Así describe el historiador Juan María Laboa la convocatoria del Concilio Vaticano II hace justo ahora 50 años. En un artículo publicado en Imágenes de la fe (Octubre 2005, nº 396), Laboa hacía memoria sobre los significados de aquella decisión en un momento “desconcertante”. La Iglesia parecía estar “más fuerte, más presente y más influyente”, dados el “esplendoroso” pontificado de Pío X, las ceremonias romanas los Años Santos de 1950 y 1954, las grandes encíclicas o la aparición del Papa en televisión. Sin embargo, a un nivel más profundo “abundaba el descontento, la crisis, el deseo de una Iglesia más descentralizada y más respetuosa con la personalidad y los deseos de los creyentes”. Por eso la elección de Juan XXIII fue percibida como “un soplo de viento fresco”: “Su modo de hablar, de moverse, de afrontar los temas -explica Laboa- dieron a entender que se asistía al inicio de una nueva etapa, sin aspavientos ni gestos solemnes. Los que éramos jóvenes en los años sesenta estábamos acostumbrados a una Iglesia temerosa y enquistada en medio de una sociedad en cambio permanente, pero, con el nuevo papa, fuimos conscientes de que asistíamos a una renovación del talante eclesial que nos resultaba congenial“.


La puesta a punto del Concilio se gestó con una encuesta que se envió desde Roma a los obispos y universidades, y con las más de 2.000 respuestas se pudo obtener una idea bastante acertada de la mentalidad del episcopado y sus preocupaciones más acuciantes. Las contestaciones de los obispos españoles, refiere Laboa, reflejaban bien el talante de buena parte del clero español:

“Ausente de los cambios y de las preocupaciones de la sociedad moderna, preocupados por la decadencia de las costumbres morales tradicionales, convencidos de la bondad del confesionalismo del Estado, respondían más a lo que fue el pasado que al futuro que ya estaba imponiéndose. En España, el episcopado pertenecía a una generación que había sufrido la Guerra Civil, mientras que el clero, en buena parte, era joven y tenía otras vivencias y preocupaciones”. “Este diverso punto de partida explicará las diferentes recepciones del Concilio”, aclara.
¿Es necesaria una revisión del Concilio?


Precisamente, a la hora de analizar en qué modo se ha producido la recepción del Vaticano II, hay varias corrientes divergentes: las opiniones oscilan entre quienes se preguntan si el Concilio sigue teniendo vigencia y quienes abogan por una revisión.

#### [INSTRUCCIONES]
1. Según el texto sobre el Concilio Vaticano II, ¿cuántas respuestas se recibieron a la encuesta enviada desde Roma?
2. Resume en dos oraciones el texto sobre el Concilio Vaticano II.
3. Continúa el texto sobre el Concilio Vaticano II a partir de su última oración.
Las entradas proceden de otra fuente.

#### [DATOS PARA ANALIZAR]
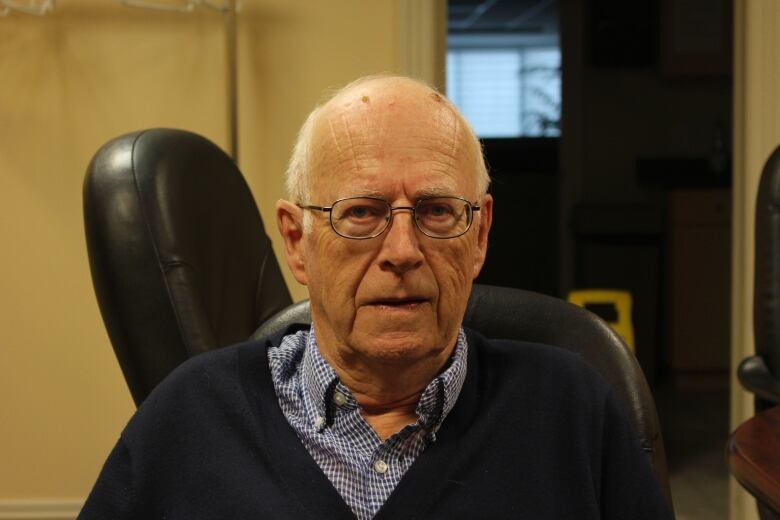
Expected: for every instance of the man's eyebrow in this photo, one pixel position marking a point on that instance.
(434, 192)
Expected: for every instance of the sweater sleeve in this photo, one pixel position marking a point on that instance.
(113, 495)
(629, 488)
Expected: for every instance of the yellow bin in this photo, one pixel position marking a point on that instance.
(612, 305)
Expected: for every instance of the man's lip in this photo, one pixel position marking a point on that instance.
(398, 301)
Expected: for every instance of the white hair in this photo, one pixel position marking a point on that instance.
(298, 175)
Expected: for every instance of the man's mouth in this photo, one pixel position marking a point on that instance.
(399, 302)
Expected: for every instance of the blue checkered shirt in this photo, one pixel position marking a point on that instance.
(363, 468)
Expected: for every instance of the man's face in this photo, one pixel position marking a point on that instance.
(399, 297)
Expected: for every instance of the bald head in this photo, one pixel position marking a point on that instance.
(353, 130)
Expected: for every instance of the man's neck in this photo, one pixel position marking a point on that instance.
(388, 395)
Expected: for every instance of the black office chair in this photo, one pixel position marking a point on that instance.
(504, 313)
(760, 374)
(181, 265)
(179, 258)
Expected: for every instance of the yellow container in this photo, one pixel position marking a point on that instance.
(612, 305)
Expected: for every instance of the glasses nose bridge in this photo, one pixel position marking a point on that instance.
(392, 210)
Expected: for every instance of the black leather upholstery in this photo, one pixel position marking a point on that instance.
(179, 258)
(760, 374)
(504, 313)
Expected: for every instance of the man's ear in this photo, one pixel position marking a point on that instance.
(289, 219)
(484, 218)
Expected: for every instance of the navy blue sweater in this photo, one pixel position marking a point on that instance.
(535, 434)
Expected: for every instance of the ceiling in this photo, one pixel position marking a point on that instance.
(503, 16)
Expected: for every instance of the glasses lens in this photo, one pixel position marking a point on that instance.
(443, 217)
(360, 217)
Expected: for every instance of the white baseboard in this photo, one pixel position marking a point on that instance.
(40, 509)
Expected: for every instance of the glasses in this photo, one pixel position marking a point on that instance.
(361, 218)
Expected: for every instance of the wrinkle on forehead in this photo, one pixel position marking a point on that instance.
(359, 133)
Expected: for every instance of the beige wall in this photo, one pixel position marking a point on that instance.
(68, 83)
(756, 134)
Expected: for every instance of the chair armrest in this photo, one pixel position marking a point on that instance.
(755, 377)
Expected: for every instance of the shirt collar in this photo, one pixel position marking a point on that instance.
(321, 382)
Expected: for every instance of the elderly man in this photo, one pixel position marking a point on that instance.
(385, 407)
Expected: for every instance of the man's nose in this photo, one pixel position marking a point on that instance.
(401, 246)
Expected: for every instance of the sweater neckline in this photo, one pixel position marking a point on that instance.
(303, 478)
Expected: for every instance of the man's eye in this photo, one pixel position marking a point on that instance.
(436, 210)
(361, 212)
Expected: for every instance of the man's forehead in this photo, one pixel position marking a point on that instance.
(386, 105)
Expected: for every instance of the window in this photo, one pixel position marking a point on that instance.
(506, 91)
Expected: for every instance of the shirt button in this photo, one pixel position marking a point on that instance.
(339, 398)
(380, 466)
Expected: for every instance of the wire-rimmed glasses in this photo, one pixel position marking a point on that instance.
(361, 218)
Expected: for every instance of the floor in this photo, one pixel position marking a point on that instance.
(695, 421)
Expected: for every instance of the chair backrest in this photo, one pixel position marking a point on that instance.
(504, 313)
(180, 260)
(761, 374)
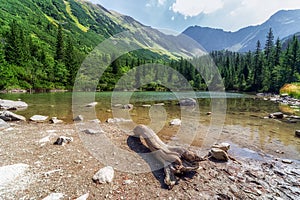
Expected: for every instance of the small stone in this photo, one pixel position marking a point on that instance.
(93, 104)
(219, 154)
(297, 133)
(286, 161)
(79, 118)
(104, 175)
(93, 131)
(54, 120)
(175, 122)
(62, 140)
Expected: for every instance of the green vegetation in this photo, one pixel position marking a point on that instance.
(292, 89)
(44, 42)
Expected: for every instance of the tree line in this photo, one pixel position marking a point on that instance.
(28, 63)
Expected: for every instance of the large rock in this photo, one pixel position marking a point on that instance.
(104, 175)
(10, 116)
(3, 125)
(187, 102)
(12, 105)
(38, 118)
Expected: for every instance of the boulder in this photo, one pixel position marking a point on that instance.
(38, 118)
(297, 133)
(54, 120)
(127, 106)
(218, 154)
(93, 104)
(187, 102)
(93, 131)
(3, 125)
(10, 116)
(223, 146)
(104, 175)
(12, 105)
(79, 118)
(175, 122)
(62, 140)
(276, 115)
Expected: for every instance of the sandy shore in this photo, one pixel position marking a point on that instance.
(69, 170)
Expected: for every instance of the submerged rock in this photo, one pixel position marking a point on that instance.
(175, 122)
(104, 175)
(3, 125)
(62, 140)
(12, 105)
(187, 102)
(10, 116)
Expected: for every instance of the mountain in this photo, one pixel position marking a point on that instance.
(88, 24)
(283, 24)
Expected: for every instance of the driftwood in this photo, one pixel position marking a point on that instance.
(175, 159)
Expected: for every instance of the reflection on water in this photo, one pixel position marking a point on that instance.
(243, 120)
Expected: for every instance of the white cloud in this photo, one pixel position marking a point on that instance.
(190, 8)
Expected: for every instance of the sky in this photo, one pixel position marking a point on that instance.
(177, 15)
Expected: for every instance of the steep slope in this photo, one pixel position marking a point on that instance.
(283, 24)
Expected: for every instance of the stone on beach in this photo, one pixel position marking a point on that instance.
(104, 175)
(10, 116)
(12, 105)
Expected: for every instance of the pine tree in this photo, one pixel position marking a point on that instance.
(59, 55)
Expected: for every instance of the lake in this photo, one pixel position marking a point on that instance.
(235, 118)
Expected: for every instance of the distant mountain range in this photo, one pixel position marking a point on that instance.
(284, 23)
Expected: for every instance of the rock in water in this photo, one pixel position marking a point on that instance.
(175, 122)
(297, 133)
(10, 116)
(224, 146)
(62, 140)
(187, 102)
(38, 118)
(277, 115)
(218, 154)
(12, 105)
(54, 196)
(104, 175)
(3, 125)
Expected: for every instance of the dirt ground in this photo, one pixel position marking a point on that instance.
(69, 170)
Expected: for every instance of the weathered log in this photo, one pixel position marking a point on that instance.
(175, 159)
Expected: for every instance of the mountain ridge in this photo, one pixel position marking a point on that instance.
(283, 23)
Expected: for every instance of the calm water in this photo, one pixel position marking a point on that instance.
(241, 115)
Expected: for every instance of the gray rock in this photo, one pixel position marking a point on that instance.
(218, 154)
(3, 125)
(93, 131)
(12, 105)
(10, 116)
(93, 104)
(104, 175)
(79, 118)
(175, 122)
(127, 106)
(277, 115)
(187, 102)
(38, 118)
(297, 133)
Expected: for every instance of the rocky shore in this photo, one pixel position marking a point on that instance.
(44, 170)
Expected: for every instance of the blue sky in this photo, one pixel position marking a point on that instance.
(177, 15)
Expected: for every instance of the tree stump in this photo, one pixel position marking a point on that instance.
(175, 159)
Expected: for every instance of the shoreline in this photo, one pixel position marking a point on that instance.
(69, 170)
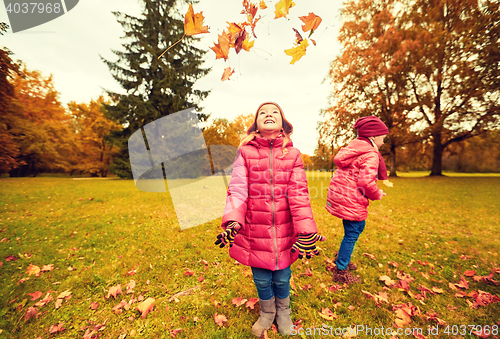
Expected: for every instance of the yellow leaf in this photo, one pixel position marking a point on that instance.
(297, 52)
(282, 7)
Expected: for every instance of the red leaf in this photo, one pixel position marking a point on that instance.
(219, 319)
(30, 313)
(35, 295)
(251, 303)
(57, 328)
(239, 301)
(114, 291)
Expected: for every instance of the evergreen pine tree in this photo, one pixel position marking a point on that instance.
(155, 87)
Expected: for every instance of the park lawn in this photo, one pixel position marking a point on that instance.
(433, 237)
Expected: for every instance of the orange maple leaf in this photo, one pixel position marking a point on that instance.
(114, 291)
(238, 301)
(297, 52)
(193, 23)
(32, 269)
(222, 48)
(35, 295)
(146, 306)
(282, 7)
(220, 319)
(311, 22)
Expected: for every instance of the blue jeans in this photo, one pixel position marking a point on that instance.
(270, 283)
(352, 230)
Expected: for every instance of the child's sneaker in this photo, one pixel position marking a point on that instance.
(351, 266)
(344, 277)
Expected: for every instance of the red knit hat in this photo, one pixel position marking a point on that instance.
(370, 126)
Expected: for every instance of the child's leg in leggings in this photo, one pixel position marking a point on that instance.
(352, 230)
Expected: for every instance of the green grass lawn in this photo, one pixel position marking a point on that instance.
(427, 235)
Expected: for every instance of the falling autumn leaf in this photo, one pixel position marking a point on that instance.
(221, 49)
(193, 23)
(30, 313)
(146, 306)
(282, 8)
(227, 73)
(220, 319)
(297, 52)
(35, 295)
(311, 22)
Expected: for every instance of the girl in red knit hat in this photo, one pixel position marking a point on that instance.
(268, 219)
(359, 164)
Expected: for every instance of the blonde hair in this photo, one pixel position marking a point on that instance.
(287, 130)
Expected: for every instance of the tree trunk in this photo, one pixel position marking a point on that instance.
(437, 157)
(393, 161)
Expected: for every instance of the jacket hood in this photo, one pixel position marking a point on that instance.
(348, 154)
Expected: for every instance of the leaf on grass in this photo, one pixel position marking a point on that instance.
(30, 313)
(56, 328)
(173, 333)
(311, 22)
(193, 23)
(327, 314)
(130, 287)
(220, 319)
(464, 284)
(239, 301)
(387, 280)
(371, 256)
(227, 73)
(282, 8)
(221, 49)
(251, 303)
(47, 268)
(298, 51)
(114, 291)
(33, 270)
(35, 295)
(146, 306)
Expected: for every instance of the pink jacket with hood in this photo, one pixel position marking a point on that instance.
(269, 198)
(354, 182)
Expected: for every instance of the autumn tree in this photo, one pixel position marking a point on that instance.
(428, 69)
(155, 87)
(367, 79)
(40, 127)
(9, 151)
(95, 152)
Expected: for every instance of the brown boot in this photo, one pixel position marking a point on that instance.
(283, 318)
(267, 314)
(350, 266)
(344, 277)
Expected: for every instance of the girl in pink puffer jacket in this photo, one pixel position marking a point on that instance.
(268, 219)
(353, 185)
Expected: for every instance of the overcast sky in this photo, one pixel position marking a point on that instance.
(68, 47)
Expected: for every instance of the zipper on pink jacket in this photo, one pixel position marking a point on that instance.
(272, 204)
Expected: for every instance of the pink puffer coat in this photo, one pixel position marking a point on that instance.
(354, 182)
(268, 197)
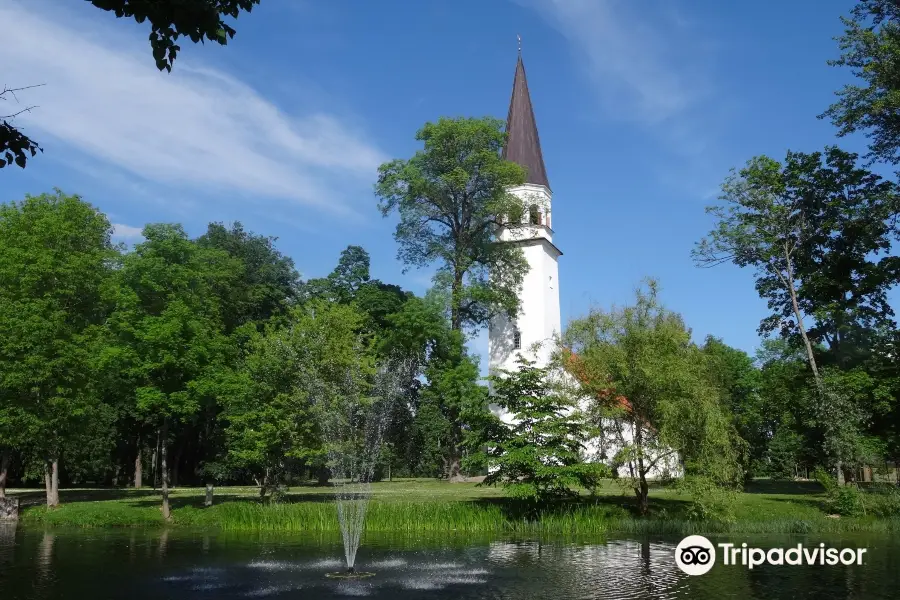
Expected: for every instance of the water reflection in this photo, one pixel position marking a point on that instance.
(178, 565)
(45, 575)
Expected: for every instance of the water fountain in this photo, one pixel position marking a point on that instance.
(354, 429)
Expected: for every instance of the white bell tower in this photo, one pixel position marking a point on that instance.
(539, 317)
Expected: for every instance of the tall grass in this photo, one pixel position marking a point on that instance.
(491, 519)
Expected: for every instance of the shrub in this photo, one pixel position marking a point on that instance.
(847, 501)
(710, 500)
(883, 501)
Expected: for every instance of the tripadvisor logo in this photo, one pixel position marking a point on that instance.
(696, 555)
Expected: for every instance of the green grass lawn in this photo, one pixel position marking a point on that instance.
(427, 505)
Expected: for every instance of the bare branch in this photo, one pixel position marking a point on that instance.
(12, 93)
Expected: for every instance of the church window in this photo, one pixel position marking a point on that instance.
(515, 214)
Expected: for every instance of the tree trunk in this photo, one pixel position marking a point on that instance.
(799, 316)
(175, 463)
(54, 480)
(324, 476)
(47, 481)
(455, 301)
(453, 466)
(4, 471)
(163, 470)
(51, 482)
(154, 462)
(642, 490)
(138, 468)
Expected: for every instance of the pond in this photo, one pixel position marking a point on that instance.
(138, 565)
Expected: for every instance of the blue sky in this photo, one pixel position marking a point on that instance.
(642, 108)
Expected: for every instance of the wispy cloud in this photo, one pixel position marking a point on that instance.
(127, 233)
(196, 127)
(647, 63)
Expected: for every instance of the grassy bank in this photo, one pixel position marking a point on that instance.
(426, 506)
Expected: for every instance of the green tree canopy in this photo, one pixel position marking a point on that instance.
(539, 456)
(56, 259)
(870, 48)
(653, 397)
(451, 197)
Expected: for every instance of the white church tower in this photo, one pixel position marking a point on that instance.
(539, 316)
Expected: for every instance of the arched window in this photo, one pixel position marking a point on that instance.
(515, 215)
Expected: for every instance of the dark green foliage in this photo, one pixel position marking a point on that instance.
(538, 458)
(197, 20)
(451, 197)
(267, 283)
(870, 47)
(15, 146)
(56, 262)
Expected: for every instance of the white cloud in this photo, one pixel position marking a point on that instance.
(127, 233)
(647, 64)
(195, 127)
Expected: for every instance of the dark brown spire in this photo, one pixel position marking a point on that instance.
(523, 146)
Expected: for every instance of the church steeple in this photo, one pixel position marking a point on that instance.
(523, 145)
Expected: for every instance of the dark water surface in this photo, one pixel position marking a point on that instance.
(138, 565)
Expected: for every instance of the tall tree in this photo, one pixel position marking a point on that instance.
(55, 265)
(539, 456)
(271, 414)
(738, 380)
(761, 224)
(268, 283)
(870, 47)
(653, 397)
(451, 197)
(818, 231)
(170, 334)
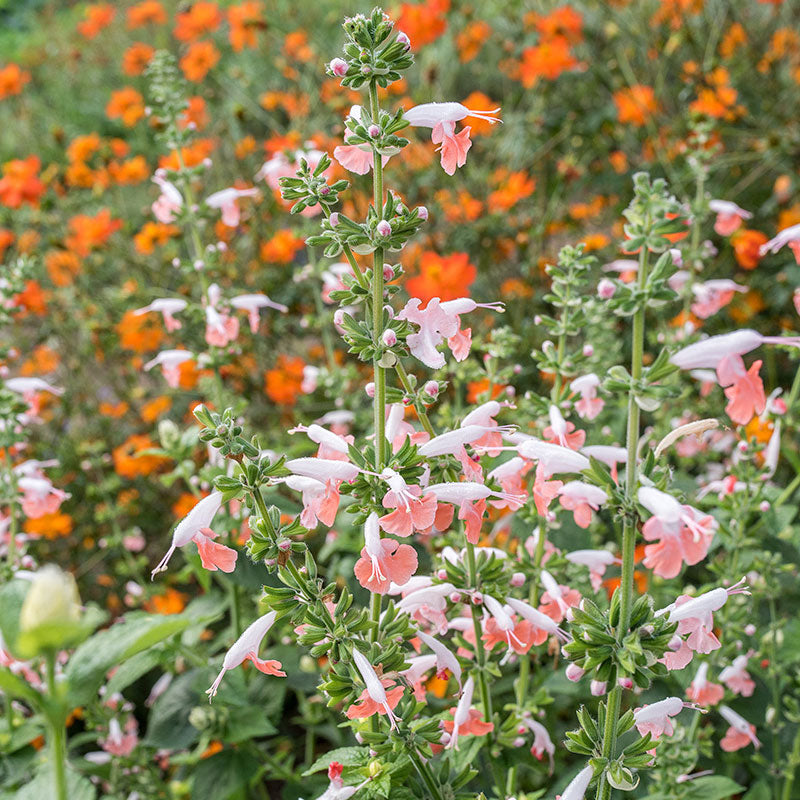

#### [RESPUESTAS POR APARTADO]
1. Más de 2.000.

2. El historiador Juan María Laboa recuerda que, cuando se convocó el Concilio Vaticano II, la Iglesia parecía fuerte pero en el fondo abundaban el descontento y el deseo de una Iglesia más descentralizada, por lo que la elección de Juan XXIII se percibió como un soplo de viento fresco. La preparación del Concilio partió de una encuesta a obispos y universidades, en la que los obispos españoles respondieron más al pasado que al futuro, y hoy las opiniones sobre su recepción oscilan entre quienes dudan de su vigencia y quienes abogan por una revisión.

3.
Vida Nueva llevo el tema a la sección de Enfoques al cumplirse los cuarenta años de la clausura de la cita eclesial más importante del siglo XX. Allí, Santiago Madrigal, decano de la Facultad de Teología de Comillas, consideraba que “el Concilio ha iniciado una profunda transición que todavía no ha terminado y que afecta a cuestiones medulares de la vida eclesial: ecumenismo, diálogo interreligioso, remodelación del ministerio petrino, articulación de la colegialidad y de la sinodalidad en la Iglesia, comunión, promoción y responsabilidad del laicado, opción preferencial por los pobres”. Y indicaba que “sigue en pie el reto de actualizar el núcleo irreversible del Concilio, su significado permanente. Habrá que seguir buscando, en medio de la polvareda de interpretaciones opuestas, para tratar de recibir su ‘novedad’”.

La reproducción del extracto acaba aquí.